Please transcribe the data exactly as shown, skipping the images.

*** Opening of Material provided ***

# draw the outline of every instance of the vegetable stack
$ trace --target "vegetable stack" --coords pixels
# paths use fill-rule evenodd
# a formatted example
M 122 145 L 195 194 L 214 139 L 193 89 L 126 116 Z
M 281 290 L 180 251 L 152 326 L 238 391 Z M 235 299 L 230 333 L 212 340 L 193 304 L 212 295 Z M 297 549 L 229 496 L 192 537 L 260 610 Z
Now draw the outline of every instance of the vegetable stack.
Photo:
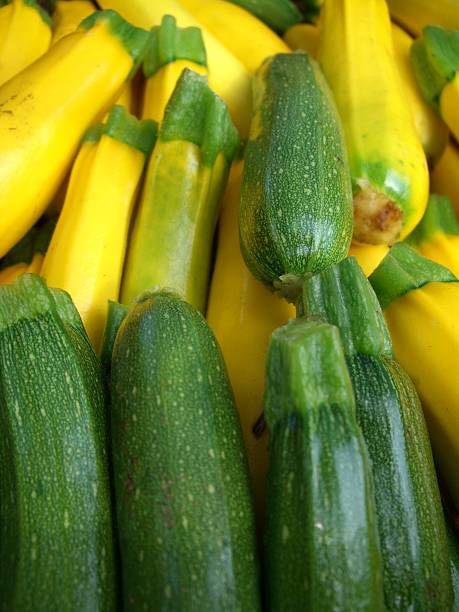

*** Close of Material provided ***

**Expected answer:**
# draw the outline of every instance of the vegetable stack
$ trace --target "vegetable stack" --coords pixels
# paths use fill-rule evenodd
# a formatted example
M 122 145 L 195 194 L 214 139 L 193 89 L 126 116 Z
M 281 290 L 180 251 L 152 326 L 238 391 Z M 235 299 L 230 333 L 212 340 L 193 304 L 212 295 Z M 297 549 L 229 496 L 192 537 L 260 610 Z
Now draw the outline of every instance of the vegetable stack.
Photo:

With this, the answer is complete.